▸ Quoted text

[START]

Thank you, I so appreciated your article and had much fun reading it. I too saved it for several months before reading online.

It was enlightening as well as thought-provoking, as indeed were these comments! Thanks to all who posted here.

As a sensitive person with childhood traumas himself, and with reluctance yet intrigue at the thought of posting on CL, it helped put things in perspective from a woman's viewpoint and offered some much appreciated pointers. So many thanks for that.

I’m rather taken aback though by the two biting comments here! (Critiquing without criticizing is so wanting in our world).

I too was miffed at some perceived slights toward men in your article. It would've bothered me more in the past, but I guess I have more tolerance after much reflecting on why that bothers me.

Yet since I too thought at points, "It can't be all the fault of the men...", then perhaps it's a valid critique to say it might've been better if the tone was at times less...strident, shall we say?

In addition, I may have enjoyed a more personal account (true let's say to the dictates of journalism school) but found your style highly enjoyable and the simple reporting of your journey fascinating in its own right.

[END]

▸ Exercise set
1. Can you print the reader comment in full, with every word unchanged?
2. Can you offset every coordinate by 59 and give again the listing lines from the line with "Where can the distant building" to the line with "(1113, 704)", both included and requests kept, and no other lines?
The reader comment and the listing are unrelated material.

▸ Extracted records
[START]

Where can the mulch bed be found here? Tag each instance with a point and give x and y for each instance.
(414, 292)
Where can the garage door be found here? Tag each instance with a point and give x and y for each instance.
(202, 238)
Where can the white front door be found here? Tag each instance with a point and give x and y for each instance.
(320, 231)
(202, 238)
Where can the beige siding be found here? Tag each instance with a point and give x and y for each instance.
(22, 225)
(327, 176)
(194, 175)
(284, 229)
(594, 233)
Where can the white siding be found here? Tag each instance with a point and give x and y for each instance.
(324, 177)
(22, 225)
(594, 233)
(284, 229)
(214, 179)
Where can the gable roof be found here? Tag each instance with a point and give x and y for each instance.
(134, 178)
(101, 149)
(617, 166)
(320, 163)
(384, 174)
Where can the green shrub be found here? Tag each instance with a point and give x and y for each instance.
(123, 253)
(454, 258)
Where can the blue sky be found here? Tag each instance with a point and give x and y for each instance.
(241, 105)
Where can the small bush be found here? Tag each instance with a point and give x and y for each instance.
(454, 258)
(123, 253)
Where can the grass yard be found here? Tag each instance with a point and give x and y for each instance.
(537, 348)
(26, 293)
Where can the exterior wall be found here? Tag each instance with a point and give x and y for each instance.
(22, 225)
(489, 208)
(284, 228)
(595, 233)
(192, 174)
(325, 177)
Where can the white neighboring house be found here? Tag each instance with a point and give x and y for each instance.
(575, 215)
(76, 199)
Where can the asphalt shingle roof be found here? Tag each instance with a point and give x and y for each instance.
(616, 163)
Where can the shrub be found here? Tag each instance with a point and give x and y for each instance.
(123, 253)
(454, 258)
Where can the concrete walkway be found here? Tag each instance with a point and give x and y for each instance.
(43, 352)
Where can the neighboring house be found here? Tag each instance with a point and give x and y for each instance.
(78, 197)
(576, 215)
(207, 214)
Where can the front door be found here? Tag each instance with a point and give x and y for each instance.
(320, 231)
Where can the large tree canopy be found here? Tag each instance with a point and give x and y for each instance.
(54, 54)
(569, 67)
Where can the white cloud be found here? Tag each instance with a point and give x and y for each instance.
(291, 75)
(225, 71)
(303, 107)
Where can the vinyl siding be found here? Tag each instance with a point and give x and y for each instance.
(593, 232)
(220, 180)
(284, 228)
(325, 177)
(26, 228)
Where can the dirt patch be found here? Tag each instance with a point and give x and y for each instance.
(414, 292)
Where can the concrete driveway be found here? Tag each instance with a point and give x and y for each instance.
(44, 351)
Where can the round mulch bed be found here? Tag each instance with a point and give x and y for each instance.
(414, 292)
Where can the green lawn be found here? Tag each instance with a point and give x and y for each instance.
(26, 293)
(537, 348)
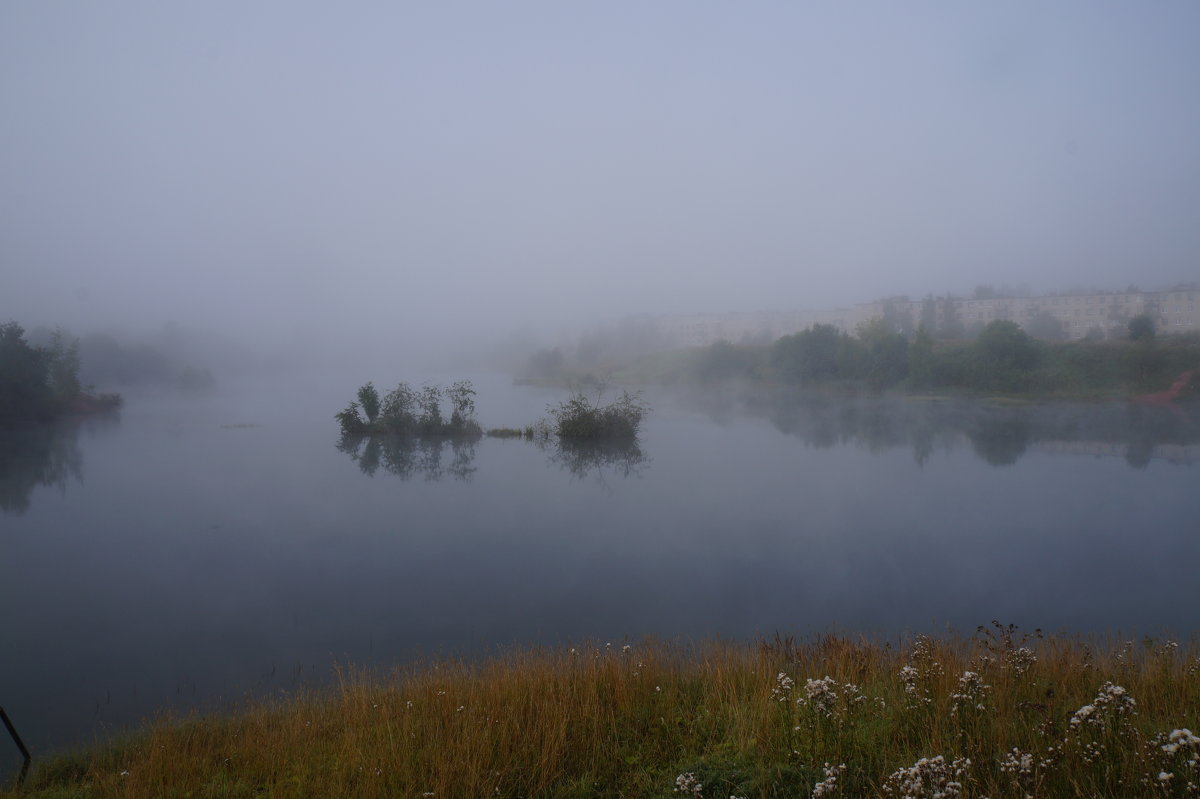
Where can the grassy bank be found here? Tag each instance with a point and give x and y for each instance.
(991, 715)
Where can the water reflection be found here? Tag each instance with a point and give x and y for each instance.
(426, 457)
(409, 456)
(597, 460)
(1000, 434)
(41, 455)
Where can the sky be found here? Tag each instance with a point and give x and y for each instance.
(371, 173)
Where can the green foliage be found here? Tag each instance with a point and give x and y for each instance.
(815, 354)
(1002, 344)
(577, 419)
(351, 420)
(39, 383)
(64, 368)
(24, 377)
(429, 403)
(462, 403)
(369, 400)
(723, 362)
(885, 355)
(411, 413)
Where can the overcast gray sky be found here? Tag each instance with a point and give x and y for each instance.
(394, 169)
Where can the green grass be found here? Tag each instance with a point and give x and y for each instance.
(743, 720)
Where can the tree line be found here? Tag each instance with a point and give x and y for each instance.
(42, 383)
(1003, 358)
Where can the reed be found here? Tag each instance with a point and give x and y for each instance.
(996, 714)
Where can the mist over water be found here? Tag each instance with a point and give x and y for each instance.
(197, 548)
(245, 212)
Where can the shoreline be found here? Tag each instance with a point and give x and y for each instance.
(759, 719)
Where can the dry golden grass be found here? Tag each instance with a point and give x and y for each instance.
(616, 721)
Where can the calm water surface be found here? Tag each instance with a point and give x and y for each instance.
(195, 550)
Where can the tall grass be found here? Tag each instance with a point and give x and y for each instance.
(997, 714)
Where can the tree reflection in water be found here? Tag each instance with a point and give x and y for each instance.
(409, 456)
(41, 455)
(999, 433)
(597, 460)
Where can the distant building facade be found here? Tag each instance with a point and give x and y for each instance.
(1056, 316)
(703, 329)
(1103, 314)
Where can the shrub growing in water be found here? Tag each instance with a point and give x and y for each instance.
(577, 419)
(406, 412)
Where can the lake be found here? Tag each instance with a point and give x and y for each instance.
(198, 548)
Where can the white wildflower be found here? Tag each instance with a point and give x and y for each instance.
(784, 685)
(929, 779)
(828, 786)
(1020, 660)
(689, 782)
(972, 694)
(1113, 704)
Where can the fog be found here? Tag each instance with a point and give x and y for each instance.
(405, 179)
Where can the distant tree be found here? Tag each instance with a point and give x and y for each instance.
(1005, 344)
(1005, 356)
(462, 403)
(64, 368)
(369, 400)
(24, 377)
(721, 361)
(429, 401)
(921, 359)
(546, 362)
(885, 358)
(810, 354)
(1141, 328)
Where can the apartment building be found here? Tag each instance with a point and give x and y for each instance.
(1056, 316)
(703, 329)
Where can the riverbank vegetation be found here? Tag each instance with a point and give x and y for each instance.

[END]

▸ Solved problems
1.
Thank you, I so appreciated your article and had much fun reading it. I too saved it for several months before reading online.

It was enlightening as well as thought-provoking, as indeed were these comments! Thanks to all who posted here.

As a sensitive person with childhood traumas himself, and with reluctance yet intrigue at the thought of posting on CL, it helped put things in perspective from a woman's viewpoint and offered some much appreciated pointers. So many thanks for that.

I’m rather taken aback though by the two biting comments here! (Critiquing without criticizing is so wanting in our world).

I too was miffed at some perceived slights toward men in your article. It would've bothered me more in the past, but I guess I have more tolerance after much reflecting on why that bothers me.

Yet since I too thought at points, "It can't be all the fault of the men...", then perhaps it's a valid critique to say it might've been better if the tone was at times less...strident, shall we say?

In addition, I may have enjoyed a more personal account (true let's say to the dictates of journalism school) but found your style highly enjoyable and the simple reporting of your journey fascinating in its own right.

2.
Where can the distant building facade be found here? Tag each instance with a point and give x and y for each instance.
(1115, 375)
(762, 388)
(1162, 373)
Where can the shrub growing in water be found here? Tag each instance with a point and give x and y for each instance.
(636, 478)
(465, 471)
Where can the lake be found here? Tag each instance with a point and give x and y for each instance.
(257, 607)
Where can the white wildflower be found here? Tag each instance with a point and give x and y for each instance.
(843, 744)
(988, 838)
(887, 845)
(1079, 719)
(748, 841)
(1031, 753)
(1172, 763)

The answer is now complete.